Study text
☆ ☆ ☆

Key Terms

Concise definitions for terms used throughout this guide

1 min read·Updated July 2026

The following definitions are provided for quick reference. Full context for each appears in the relevant section of the guide.

Adaptive Immunity

The slower-engaging, highly specific arm of the immune system, responsible for antibodies and memory cells tailored to particular pathogens. What vaccines are designed to train.

Adjuvant

An ingredient added to some vaccines specifically to boost the strength of the immune response they generate — used in some modern vaccines to compensate for weaker vaccine responsiveness in older adults.

Herd Immunity

The population-level effect in which sufficient vaccination or prior-infection coverage limits a pathogen's ability to spread, indirectly protecting those who cannot be vaccinated themselves.

Immunosenescence

The well-documented decline and dysregulation of immune function with age, contributing to both higher infection risk and reduced vaccine responsiveness in older adults.

Inactivated Vaccine

A vaccine using a killed version of a pathogen, incapable of causing disease but generally requiring booster doses since the resulting immune response tends to fade faster than with live-attenuated vaccines.

☆ ☆ ☆

What is needed
Pick up the vaccine and immunity glossary after its last entry and continue it with further terms in the same format. The rows that come next were taken from a different source than the glossary.

[Saved entries]
☆ ☆ ☆

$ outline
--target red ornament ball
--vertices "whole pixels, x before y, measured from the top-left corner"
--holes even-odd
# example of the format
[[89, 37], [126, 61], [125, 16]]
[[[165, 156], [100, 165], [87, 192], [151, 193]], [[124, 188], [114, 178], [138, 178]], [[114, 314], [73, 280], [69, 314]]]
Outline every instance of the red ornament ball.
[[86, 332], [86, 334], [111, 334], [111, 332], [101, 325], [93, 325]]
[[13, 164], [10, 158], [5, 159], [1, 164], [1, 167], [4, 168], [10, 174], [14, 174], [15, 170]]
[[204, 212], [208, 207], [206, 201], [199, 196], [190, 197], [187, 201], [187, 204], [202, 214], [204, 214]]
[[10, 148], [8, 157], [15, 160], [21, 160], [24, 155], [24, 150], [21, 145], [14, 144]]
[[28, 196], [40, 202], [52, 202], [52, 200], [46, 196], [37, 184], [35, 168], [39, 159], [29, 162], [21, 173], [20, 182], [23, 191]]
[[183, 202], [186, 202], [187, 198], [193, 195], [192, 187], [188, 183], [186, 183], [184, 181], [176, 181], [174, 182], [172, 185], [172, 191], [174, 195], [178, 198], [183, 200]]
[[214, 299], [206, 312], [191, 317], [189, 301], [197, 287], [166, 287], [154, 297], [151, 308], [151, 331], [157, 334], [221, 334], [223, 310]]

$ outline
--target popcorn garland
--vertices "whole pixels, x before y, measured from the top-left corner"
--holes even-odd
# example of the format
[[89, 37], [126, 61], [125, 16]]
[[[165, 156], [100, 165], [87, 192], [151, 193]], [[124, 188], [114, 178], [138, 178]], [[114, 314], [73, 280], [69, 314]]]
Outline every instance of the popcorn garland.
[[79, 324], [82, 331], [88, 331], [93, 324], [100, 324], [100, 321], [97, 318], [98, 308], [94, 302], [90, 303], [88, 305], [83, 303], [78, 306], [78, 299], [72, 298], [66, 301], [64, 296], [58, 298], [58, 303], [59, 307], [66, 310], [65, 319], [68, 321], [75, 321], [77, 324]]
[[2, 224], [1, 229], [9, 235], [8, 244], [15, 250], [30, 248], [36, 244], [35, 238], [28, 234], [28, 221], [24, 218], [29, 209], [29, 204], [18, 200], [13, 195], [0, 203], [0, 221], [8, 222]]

☆ ☆ ☆

Result of the task
Innate Immunity

The fast, non-specific first line of immune defence — skin, mucus, inflammation, and general-purpose immune cells — that responds within minutes to hours without "remembering" specific past threats.

Live-Attenuated Vaccine

A vaccine using a weakened but still-replicating version of a pathogen, typically producing strong, long-lasting immunity closely mimicking natural infection.

mRNA Vaccine

A vaccine delivering genetic instructions that prompt the recipient's own cells to temporarily produce a harmless pathogen fragment, training immune recognition. The mRNA degrades within days and does not alter DNA.

Subunit / Recombinant Vaccine

A vaccine using only a specific protein fragment of a pathogen, sufficient to train immune recognition without using any component capable of causing illness.